RECORDS SUPPLIED:
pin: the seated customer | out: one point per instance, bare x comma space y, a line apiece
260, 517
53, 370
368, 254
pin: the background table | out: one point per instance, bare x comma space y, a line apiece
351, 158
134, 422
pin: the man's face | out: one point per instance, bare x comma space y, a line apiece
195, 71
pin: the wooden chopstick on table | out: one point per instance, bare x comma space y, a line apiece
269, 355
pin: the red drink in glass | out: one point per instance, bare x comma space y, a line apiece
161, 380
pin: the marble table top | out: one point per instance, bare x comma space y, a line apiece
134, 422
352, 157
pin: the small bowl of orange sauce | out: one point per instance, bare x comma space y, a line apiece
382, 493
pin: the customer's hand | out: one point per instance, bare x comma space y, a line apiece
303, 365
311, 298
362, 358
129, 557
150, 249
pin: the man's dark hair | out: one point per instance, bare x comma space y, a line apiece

GIVEN INSTRUCTION:
Please rewrite the listing above, replacing "customer" with "diner" everywhere it appears and leaving everything else unchanged.

WRITTEN SOLUTION:
pin: the seated diner | out: one point per instance, bare x comma space y, a line apiece
260, 517
53, 370
368, 254
pin: the background table | out: one point per instance, bare x comma space y, a line apiece
351, 158
134, 422
pin: the man's face | out: one point per instance, bare x comma space y, a line apiece
195, 71
pin: the wooden chopstick on table | out: one point per instance, bare x comma space y, a line apiece
269, 355
pin: the red drink in glass | out: one point per instance, bare x comma space y, a line apiece
161, 380
pin: the marble table top | out: one point per instance, bare x comma space y, a line apiece
134, 422
352, 157
pin: the small bowl of orange sauce | out: one point per instance, bare x comma space y, a line apiece
382, 493
pin: the diner's hand | out: one point per instance, bare x comma space y, a line apiece
303, 365
311, 298
362, 358
129, 557
150, 249
pin: the man's dark hair | out: one point per instance, bare x comma space y, a line apiece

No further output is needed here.